* _SHORT TASK_
The lines to extract start at the one containing "Target: tall wooden post" and end with the last line; give them exactly and nothing more.

* _DATA_
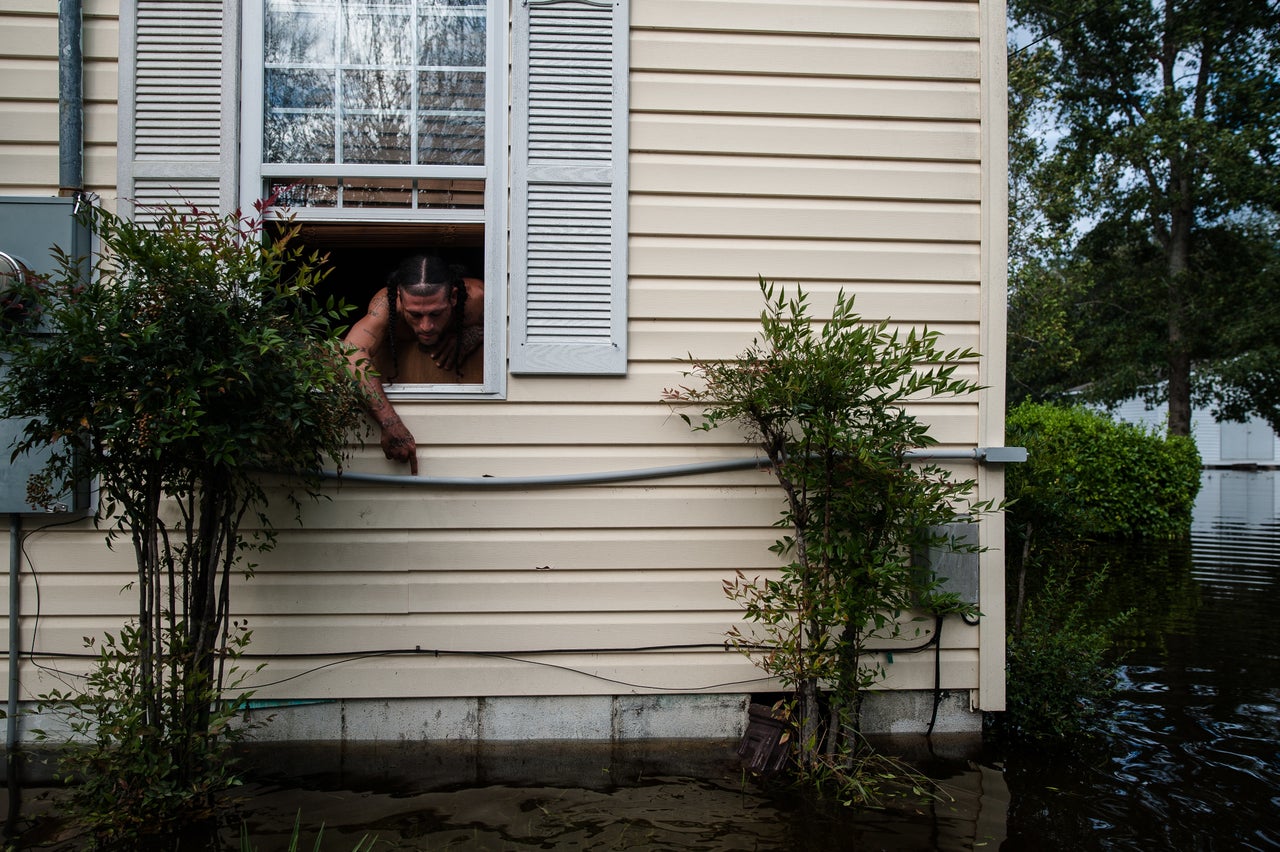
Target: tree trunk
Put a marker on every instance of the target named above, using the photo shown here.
(1179, 353)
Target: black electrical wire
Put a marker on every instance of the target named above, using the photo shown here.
(515, 655)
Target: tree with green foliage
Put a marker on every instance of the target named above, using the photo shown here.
(827, 404)
(1165, 157)
(192, 369)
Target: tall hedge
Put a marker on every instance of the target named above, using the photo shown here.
(1088, 475)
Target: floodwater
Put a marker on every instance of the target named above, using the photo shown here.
(1192, 760)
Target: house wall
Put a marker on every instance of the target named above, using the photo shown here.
(835, 145)
(28, 96)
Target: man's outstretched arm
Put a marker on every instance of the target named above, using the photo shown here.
(366, 339)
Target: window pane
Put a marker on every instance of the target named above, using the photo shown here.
(451, 195)
(376, 33)
(305, 192)
(378, 192)
(396, 82)
(300, 32)
(453, 36)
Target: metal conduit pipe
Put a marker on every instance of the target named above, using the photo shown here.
(14, 635)
(987, 454)
(71, 97)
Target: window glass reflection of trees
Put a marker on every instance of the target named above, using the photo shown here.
(343, 83)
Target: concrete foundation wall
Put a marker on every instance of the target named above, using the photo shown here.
(565, 718)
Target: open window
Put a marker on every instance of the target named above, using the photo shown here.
(383, 127)
(378, 126)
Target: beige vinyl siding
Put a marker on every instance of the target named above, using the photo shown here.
(839, 145)
(28, 96)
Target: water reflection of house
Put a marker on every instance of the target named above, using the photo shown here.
(662, 155)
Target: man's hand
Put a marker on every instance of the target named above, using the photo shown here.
(398, 443)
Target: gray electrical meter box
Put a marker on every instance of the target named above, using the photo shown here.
(30, 228)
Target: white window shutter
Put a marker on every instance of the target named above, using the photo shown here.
(174, 117)
(568, 195)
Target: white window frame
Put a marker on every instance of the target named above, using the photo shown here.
(254, 173)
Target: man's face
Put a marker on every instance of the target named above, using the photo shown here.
(426, 315)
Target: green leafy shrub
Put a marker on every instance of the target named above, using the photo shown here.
(1088, 475)
(193, 360)
(1061, 674)
(827, 404)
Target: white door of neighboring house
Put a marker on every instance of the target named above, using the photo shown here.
(1249, 441)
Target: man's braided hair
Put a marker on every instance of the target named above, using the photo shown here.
(424, 275)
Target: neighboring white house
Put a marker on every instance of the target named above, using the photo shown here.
(1221, 444)
(620, 172)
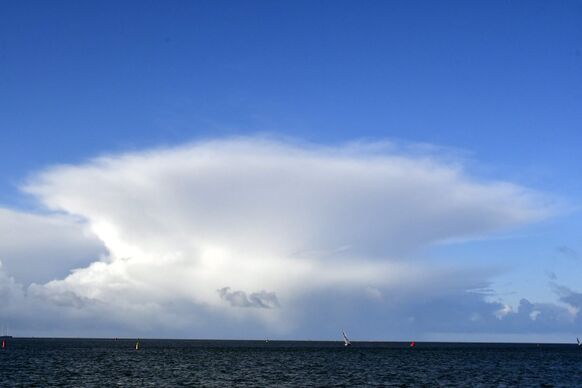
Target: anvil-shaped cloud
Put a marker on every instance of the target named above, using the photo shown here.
(190, 230)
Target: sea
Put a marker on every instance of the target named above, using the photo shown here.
(34, 362)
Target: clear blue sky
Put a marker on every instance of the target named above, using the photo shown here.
(498, 80)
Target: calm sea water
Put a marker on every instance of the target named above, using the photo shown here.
(159, 363)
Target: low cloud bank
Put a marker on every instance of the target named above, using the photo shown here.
(333, 229)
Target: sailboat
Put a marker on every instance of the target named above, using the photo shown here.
(5, 333)
(347, 341)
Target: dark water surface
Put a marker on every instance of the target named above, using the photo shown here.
(159, 363)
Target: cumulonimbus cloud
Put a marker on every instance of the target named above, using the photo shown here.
(297, 220)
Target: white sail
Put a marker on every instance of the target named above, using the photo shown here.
(347, 341)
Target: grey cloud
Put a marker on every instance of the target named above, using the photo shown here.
(261, 299)
(568, 296)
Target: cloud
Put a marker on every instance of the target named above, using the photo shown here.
(322, 228)
(39, 248)
(262, 299)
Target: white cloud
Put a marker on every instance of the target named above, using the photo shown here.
(39, 248)
(269, 223)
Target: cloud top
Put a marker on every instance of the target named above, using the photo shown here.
(301, 221)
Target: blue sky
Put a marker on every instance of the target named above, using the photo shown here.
(493, 86)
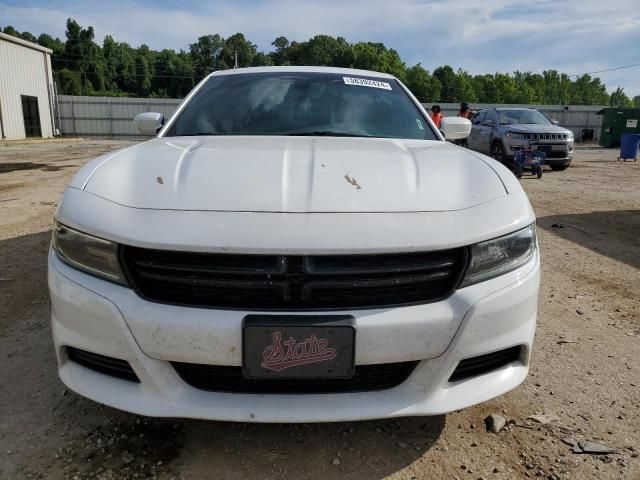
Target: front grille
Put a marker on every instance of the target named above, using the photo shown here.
(545, 136)
(474, 366)
(103, 364)
(215, 378)
(276, 282)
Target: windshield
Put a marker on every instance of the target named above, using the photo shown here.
(318, 104)
(509, 117)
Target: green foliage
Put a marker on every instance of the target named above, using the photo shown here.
(620, 99)
(82, 67)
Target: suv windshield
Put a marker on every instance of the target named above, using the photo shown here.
(319, 104)
(508, 117)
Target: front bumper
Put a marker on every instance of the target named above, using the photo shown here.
(561, 151)
(104, 318)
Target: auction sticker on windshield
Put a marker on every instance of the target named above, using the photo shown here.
(365, 82)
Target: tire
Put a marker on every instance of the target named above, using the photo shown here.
(497, 152)
(558, 167)
(517, 171)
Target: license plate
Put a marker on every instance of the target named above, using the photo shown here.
(294, 346)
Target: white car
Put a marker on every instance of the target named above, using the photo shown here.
(296, 244)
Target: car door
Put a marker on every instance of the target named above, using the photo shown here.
(474, 138)
(485, 131)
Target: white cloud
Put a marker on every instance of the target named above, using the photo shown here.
(572, 36)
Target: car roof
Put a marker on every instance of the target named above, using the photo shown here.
(297, 69)
(514, 108)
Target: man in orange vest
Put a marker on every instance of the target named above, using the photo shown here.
(436, 115)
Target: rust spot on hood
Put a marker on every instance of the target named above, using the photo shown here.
(352, 181)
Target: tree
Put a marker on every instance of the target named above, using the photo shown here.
(206, 54)
(279, 56)
(620, 99)
(238, 45)
(447, 78)
(82, 67)
(424, 86)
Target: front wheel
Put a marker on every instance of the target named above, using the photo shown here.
(517, 171)
(497, 152)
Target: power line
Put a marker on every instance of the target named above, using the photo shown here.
(605, 70)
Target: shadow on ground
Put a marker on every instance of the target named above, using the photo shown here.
(615, 234)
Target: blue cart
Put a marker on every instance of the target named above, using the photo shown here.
(528, 158)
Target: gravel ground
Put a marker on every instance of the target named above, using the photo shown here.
(584, 371)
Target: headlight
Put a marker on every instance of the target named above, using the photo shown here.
(90, 254)
(501, 255)
(514, 135)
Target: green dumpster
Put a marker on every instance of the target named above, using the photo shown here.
(615, 122)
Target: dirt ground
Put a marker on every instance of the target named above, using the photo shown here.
(584, 370)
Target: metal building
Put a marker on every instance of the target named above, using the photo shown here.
(26, 90)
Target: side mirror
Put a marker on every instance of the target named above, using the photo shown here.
(455, 128)
(148, 123)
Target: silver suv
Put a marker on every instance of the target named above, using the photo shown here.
(500, 131)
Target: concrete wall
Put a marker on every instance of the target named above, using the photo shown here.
(113, 117)
(25, 69)
(107, 116)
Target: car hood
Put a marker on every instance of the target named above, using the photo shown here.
(534, 128)
(294, 174)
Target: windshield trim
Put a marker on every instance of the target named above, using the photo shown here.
(187, 100)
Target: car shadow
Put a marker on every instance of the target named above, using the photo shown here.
(611, 233)
(370, 449)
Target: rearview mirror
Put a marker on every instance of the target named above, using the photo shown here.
(455, 128)
(148, 123)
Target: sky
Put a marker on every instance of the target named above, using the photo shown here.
(480, 36)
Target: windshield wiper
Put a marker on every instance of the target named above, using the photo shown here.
(324, 133)
(202, 134)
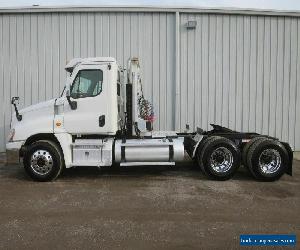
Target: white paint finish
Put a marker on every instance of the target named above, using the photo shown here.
(36, 46)
(65, 141)
(230, 66)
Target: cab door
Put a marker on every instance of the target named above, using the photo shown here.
(89, 88)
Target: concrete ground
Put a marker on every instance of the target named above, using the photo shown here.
(143, 208)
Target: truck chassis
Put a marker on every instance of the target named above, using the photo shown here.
(131, 141)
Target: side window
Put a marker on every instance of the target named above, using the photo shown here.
(88, 83)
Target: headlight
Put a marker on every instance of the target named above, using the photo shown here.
(11, 135)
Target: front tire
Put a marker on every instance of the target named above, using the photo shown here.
(43, 161)
(219, 158)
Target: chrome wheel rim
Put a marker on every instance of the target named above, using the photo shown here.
(269, 161)
(41, 162)
(221, 160)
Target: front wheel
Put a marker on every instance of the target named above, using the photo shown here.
(43, 161)
(219, 158)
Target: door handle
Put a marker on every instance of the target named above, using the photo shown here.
(101, 121)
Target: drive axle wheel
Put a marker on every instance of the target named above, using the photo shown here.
(267, 160)
(43, 161)
(219, 158)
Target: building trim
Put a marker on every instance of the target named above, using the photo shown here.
(233, 11)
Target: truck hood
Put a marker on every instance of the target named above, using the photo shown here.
(36, 119)
(38, 107)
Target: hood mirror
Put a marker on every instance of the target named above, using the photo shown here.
(73, 104)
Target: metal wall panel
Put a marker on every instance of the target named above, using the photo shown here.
(242, 72)
(34, 47)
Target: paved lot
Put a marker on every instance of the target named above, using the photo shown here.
(143, 208)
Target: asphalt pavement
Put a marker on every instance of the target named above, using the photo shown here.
(143, 208)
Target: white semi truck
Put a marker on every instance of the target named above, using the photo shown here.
(102, 118)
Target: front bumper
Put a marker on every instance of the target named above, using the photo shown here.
(14, 146)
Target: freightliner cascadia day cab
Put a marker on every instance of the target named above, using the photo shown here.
(102, 118)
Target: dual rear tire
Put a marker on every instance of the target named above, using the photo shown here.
(219, 158)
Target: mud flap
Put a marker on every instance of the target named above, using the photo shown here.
(289, 169)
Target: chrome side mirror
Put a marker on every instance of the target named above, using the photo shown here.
(73, 104)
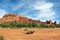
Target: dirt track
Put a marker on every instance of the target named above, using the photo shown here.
(39, 34)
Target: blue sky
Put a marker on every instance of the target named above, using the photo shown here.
(35, 9)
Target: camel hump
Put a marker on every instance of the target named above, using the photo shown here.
(27, 31)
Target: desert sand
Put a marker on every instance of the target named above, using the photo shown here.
(39, 34)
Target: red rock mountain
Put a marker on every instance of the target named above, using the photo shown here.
(17, 18)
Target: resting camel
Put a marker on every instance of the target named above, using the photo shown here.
(28, 31)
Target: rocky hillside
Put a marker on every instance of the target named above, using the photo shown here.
(17, 18)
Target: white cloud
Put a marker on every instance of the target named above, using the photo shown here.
(46, 11)
(2, 13)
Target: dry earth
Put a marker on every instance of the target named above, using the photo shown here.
(39, 34)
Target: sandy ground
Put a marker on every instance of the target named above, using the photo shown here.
(39, 34)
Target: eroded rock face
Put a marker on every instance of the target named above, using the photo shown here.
(17, 18)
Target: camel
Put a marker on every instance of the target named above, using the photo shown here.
(27, 31)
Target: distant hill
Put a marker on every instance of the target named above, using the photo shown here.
(19, 18)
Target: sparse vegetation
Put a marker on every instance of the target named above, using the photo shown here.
(28, 25)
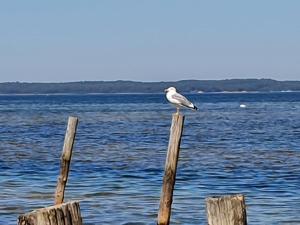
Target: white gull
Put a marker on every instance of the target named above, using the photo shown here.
(178, 100)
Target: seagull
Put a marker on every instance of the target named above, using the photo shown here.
(178, 100)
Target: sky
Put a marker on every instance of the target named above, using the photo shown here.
(154, 40)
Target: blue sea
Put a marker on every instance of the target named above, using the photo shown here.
(120, 148)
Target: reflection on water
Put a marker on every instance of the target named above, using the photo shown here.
(118, 160)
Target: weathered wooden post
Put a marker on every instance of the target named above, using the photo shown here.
(66, 159)
(226, 210)
(61, 213)
(166, 197)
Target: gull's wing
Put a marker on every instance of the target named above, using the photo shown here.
(181, 100)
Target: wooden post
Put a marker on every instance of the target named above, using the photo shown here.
(66, 159)
(226, 210)
(166, 197)
(62, 214)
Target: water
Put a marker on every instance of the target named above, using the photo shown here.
(119, 154)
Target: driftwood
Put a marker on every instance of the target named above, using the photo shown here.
(166, 197)
(62, 214)
(66, 159)
(226, 210)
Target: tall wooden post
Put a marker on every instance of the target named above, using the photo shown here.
(226, 210)
(66, 159)
(166, 197)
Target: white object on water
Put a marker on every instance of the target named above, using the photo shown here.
(178, 100)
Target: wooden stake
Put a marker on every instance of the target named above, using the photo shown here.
(166, 197)
(66, 159)
(62, 214)
(226, 210)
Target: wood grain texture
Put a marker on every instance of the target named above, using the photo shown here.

* _WRITTEN ANSWER_
Target: tall wooden post
Put a marker on every instance of the target named above, using the photo shown here.
(226, 210)
(66, 159)
(166, 197)
Target: white object on water
Put a marker on every instance of the target named above, using the photo shown here.
(178, 100)
Target: wooden stake
Put a marker on every instance of the target named above, using the photo shown here.
(166, 197)
(66, 159)
(62, 214)
(226, 210)
Target: wood grain texture
Put a marker on every instance of the target named above, using the photo shown here.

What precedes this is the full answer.